Given instruction: An exact reproduction of the records is required, with all images left out.

Record list:
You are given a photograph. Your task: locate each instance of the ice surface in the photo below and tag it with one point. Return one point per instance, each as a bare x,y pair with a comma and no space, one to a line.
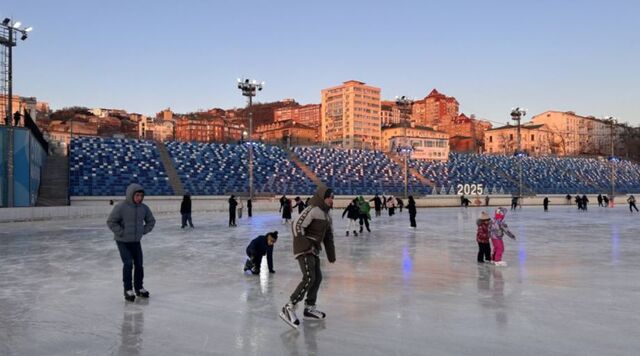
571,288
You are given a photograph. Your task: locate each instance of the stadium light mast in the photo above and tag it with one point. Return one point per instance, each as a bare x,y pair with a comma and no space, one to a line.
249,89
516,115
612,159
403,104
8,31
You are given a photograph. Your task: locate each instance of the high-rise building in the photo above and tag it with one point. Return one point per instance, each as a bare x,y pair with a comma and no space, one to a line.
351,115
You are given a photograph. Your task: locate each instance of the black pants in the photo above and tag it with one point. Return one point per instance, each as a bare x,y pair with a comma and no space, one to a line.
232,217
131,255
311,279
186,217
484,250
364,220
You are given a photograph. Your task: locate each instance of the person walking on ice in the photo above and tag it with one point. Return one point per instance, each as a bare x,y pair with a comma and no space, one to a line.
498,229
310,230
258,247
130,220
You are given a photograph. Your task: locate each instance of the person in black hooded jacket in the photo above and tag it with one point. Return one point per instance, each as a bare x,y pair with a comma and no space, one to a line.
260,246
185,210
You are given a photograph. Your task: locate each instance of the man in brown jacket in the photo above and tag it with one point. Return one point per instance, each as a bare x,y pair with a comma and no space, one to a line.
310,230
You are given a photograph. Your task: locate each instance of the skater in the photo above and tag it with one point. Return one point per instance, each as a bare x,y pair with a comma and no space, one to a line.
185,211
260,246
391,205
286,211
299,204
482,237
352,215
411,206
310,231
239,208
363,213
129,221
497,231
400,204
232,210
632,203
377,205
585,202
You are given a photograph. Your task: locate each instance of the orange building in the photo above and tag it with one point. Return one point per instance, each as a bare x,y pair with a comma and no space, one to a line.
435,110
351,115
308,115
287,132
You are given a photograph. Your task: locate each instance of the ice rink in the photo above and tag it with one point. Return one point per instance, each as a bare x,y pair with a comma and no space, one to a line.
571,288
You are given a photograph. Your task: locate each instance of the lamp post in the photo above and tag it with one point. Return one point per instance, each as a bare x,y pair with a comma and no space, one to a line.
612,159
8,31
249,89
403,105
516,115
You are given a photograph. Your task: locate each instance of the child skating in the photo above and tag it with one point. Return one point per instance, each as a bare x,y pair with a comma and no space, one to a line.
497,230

Solution for this problem:
You are given a photograph. Your task: locate each instance of the ice surface in the photo below and tag it with one point. Return one point per instance, each as a bare x,y pair with a comma and no space, one to a line.
571,288
You are given a photograph. Your task: locate each instance of the stadium light mast in the photo above and tag it with one point. Return one point per instance, each as a bare x,y pair with a comma and no space, one to a line.
249,89
516,115
612,159
403,104
8,31
You are given a photograph. Your task: locate each instance of the high-rise building in the photo above and tag it with one point. Return one point per instance, each as a bare x,y pair with a comma and no space, one to a line.
351,115
You are given a photograph. Your task: locate each instance of the black pants in the photo above and tag it with one point. Return one point per instance, each as a bare x,y pair with a comma and no space, one to a line.
232,217
131,255
311,279
186,217
484,250
364,220
You are given a photograph. Your task: locate each instance of the person walking on ice in the photo above and tag it with one point. Return one point per instance, each as a bare x,y pair with a comma and no space, one to a line.
498,229
310,230
258,247
130,220
You are given a photograph. Your task: locate each instance of the person in black hooded jacket in the photo above and tag it with one point. Return one point per instance, each as a bare x,y pair with a comma and no space, one to a line.
260,246
185,210
You are given a photograph. Your task: locate each instance of the man in brown jacket in the photo above and tag it with one point. Return one point per instance, each as a bare x,y pair with a comma and no space, one to a line.
310,230
You are given a photograph. Your task: locate each instance of the skater in the photo above and tag it with one point. Return one point per instance, each as a bare x,y pair with a comma and no space, one to a line.
185,211
260,246
391,205
286,211
299,204
482,237
352,215
411,206
310,231
239,208
363,213
129,221
497,231
400,204
232,210
632,203
377,205
585,202
You are given a photograph. Your task: locate each instance of the orange building in the photo above and tag it with one point. Return one point per instance, each as a bare x,y pair with a comma and no space, one to a line.
435,110
351,115
308,115
287,132
You are given a photograph. Your task: locate each instance of the ice rink in the photo above and tag it with one point. Return one point per instance, each as a bare x,y pair with a comma and no space, one to a line.
571,288
You are given a photograph. Your task: locate each instance of the lamp post in the photo above and tag it with one point. Return one point per instance, each as a bare x,y pair with a comma and no space, one to a line.
612,159
8,31
249,89
403,105
516,115
You are given a photograph. Your task: locate each instance of the child skating in the photo above and tag it with one point. Return one point per instance, each as a bare x,y pair with a comma and no space, one to a line.
497,230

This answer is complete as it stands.